*Records for the task*.
○ ○ ○ ○ ○

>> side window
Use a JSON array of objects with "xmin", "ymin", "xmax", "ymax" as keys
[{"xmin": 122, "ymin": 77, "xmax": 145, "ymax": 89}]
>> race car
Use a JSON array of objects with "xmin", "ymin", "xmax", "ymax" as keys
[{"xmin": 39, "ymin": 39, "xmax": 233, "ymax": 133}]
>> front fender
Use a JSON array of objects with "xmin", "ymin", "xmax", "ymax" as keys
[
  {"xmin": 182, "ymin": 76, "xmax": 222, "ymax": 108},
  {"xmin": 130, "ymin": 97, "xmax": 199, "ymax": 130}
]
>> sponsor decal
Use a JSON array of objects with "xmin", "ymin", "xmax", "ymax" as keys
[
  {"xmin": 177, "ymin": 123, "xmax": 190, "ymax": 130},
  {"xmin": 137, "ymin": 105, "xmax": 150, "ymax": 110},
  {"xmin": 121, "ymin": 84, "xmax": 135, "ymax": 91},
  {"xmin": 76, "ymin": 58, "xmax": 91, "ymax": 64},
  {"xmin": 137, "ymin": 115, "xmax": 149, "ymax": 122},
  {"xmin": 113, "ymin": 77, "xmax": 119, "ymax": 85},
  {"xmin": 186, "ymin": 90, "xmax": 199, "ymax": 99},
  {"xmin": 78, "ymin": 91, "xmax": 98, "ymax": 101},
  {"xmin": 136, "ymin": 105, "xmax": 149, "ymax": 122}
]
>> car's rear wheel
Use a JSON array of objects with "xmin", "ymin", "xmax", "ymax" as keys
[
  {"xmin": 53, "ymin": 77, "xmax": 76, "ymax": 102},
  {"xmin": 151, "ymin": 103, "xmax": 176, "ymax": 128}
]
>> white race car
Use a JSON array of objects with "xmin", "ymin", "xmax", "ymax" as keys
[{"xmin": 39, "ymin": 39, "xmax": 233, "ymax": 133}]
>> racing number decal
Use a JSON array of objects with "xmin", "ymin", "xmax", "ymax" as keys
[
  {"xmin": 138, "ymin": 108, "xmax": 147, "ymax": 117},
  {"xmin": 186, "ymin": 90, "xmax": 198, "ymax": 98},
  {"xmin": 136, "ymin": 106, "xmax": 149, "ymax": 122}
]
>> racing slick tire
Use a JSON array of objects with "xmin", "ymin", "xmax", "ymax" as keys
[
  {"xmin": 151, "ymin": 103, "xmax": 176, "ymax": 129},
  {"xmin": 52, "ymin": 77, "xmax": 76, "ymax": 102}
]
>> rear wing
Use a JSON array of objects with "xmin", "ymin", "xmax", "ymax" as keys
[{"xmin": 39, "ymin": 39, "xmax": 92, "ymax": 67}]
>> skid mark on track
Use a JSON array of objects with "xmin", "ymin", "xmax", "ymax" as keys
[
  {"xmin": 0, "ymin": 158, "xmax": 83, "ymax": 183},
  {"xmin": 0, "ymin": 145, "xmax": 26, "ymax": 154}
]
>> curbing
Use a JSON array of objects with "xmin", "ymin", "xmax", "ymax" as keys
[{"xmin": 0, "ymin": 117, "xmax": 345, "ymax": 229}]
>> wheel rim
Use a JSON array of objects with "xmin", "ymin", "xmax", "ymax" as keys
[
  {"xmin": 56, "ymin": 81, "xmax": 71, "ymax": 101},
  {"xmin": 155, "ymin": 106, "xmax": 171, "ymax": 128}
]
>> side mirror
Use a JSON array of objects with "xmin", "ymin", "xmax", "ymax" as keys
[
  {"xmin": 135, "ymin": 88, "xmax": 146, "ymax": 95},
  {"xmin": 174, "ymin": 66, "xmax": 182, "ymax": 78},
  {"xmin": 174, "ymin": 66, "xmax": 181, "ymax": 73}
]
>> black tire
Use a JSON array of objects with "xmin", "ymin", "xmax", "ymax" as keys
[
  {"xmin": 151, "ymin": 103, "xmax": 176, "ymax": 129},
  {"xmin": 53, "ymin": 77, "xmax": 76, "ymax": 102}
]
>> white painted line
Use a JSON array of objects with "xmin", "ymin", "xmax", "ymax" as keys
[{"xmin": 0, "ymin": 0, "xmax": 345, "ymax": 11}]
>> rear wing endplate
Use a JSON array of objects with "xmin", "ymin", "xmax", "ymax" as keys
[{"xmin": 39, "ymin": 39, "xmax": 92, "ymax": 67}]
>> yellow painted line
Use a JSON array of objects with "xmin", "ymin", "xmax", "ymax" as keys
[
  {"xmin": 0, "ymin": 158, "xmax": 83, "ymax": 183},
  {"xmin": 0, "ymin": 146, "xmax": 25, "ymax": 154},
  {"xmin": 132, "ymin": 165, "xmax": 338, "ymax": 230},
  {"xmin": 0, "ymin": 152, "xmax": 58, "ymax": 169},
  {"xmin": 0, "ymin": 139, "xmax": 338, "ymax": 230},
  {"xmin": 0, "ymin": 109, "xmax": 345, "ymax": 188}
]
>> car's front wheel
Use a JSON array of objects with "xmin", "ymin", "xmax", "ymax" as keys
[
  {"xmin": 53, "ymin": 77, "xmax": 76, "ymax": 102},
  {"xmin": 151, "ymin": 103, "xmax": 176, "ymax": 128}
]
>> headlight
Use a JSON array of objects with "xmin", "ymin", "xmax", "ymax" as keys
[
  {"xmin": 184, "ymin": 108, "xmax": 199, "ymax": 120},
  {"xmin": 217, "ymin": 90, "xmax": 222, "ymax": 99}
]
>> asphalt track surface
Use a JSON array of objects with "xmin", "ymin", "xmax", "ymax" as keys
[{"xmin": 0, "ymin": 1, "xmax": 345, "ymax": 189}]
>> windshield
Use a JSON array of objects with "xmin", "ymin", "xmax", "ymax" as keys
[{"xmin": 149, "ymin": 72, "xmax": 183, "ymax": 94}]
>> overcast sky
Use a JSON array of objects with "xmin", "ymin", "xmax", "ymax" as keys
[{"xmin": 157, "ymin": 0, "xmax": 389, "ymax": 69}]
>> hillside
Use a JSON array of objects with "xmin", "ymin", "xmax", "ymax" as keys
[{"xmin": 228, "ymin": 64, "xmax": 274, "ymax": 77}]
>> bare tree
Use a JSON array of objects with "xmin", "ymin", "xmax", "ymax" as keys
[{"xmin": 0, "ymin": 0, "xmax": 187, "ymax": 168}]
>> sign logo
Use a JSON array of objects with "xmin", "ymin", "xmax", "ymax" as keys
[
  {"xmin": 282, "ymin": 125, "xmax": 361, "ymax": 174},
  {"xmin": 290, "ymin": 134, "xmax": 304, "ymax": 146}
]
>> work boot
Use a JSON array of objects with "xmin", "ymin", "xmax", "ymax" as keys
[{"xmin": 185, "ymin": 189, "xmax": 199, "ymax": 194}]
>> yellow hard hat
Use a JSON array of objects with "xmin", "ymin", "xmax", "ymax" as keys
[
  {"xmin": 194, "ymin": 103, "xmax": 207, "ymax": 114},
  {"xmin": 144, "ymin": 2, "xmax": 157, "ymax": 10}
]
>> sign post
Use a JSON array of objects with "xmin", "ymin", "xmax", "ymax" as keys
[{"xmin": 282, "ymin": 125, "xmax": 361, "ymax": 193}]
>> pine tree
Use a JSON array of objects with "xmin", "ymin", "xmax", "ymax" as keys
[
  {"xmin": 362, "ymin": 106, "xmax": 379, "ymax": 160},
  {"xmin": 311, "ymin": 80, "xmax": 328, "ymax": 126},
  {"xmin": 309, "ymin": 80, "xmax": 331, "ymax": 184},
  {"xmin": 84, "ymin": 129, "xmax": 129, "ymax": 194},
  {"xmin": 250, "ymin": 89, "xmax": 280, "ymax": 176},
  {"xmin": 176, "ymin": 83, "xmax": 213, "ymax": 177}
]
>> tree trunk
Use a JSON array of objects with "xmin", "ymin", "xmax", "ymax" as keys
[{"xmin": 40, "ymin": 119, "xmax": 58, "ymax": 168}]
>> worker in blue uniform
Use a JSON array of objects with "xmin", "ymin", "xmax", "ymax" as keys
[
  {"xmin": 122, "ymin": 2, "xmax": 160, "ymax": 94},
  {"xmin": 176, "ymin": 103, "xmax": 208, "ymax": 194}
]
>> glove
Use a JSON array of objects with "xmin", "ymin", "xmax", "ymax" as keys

○ ○ ○ ○ ○

For this exercise, please retype exactly the lines in the listing from the line with "asphalt track surface" through its last line, both ends included.

>> asphalt track surface
Use a JSON array of objects with "xmin", "ymin", "xmax", "ymax" as keys
[{"xmin": 0, "ymin": 1, "xmax": 345, "ymax": 189}]
>> windshield
Use a JSON array of objects with "xmin", "ymin", "xmax", "ymax" as keys
[{"xmin": 149, "ymin": 72, "xmax": 183, "ymax": 94}]
>> overcast sky
Use a JSON array of objects with "xmin", "ymin", "xmax", "ymax" as keys
[{"xmin": 157, "ymin": 0, "xmax": 389, "ymax": 69}]
>> hillside
Use a JSON array of objects with "xmin", "ymin", "xmax", "ymax" as keys
[{"xmin": 228, "ymin": 64, "xmax": 274, "ymax": 77}]
>> bare tree
Use a JSON array of objects with "xmin", "ymin", "xmax", "ymax" as keys
[{"xmin": 0, "ymin": 0, "xmax": 187, "ymax": 168}]
>> sign logo
Use a JSON array of objects with "xmin", "ymin", "xmax", "ymax" as keys
[
  {"xmin": 282, "ymin": 125, "xmax": 361, "ymax": 174},
  {"xmin": 290, "ymin": 134, "xmax": 304, "ymax": 146}
]
>> work boot
Use a JSON array of objects with "xmin", "ymin", "xmax", "ymax" as keys
[{"xmin": 185, "ymin": 189, "xmax": 199, "ymax": 194}]
>> yellow hard hat
Use a JSON array of objects with "xmin", "ymin", "xmax", "ymax" as keys
[
  {"xmin": 194, "ymin": 103, "xmax": 207, "ymax": 114},
  {"xmin": 144, "ymin": 2, "xmax": 157, "ymax": 10}
]
>> sign post
Use a JSON array of objects with "xmin", "ymin", "xmax", "ymax" as keys
[{"xmin": 282, "ymin": 125, "xmax": 361, "ymax": 193}]
>> pine tree
Use a JSON array of objects with "xmin", "ymin", "xmax", "ymax" as keys
[
  {"xmin": 362, "ymin": 106, "xmax": 379, "ymax": 160},
  {"xmin": 311, "ymin": 80, "xmax": 328, "ymax": 126},
  {"xmin": 309, "ymin": 80, "xmax": 331, "ymax": 184},
  {"xmin": 84, "ymin": 129, "xmax": 129, "ymax": 194},
  {"xmin": 250, "ymin": 89, "xmax": 280, "ymax": 176},
  {"xmin": 176, "ymin": 83, "xmax": 213, "ymax": 177}
]
>> tree trunk
Use a JSON array of objects with "xmin", "ymin", "xmax", "ymax" as keys
[{"xmin": 40, "ymin": 119, "xmax": 58, "ymax": 168}]
>> worker in blue uniform
Use a JSON array of objects with "xmin", "ymin", "xmax", "ymax" as keys
[
  {"xmin": 122, "ymin": 2, "xmax": 160, "ymax": 94},
  {"xmin": 176, "ymin": 103, "xmax": 208, "ymax": 194}
]
>> glove
Use a JSON array of objects with "xmin", "ymin", "xmax", "ymax" as keys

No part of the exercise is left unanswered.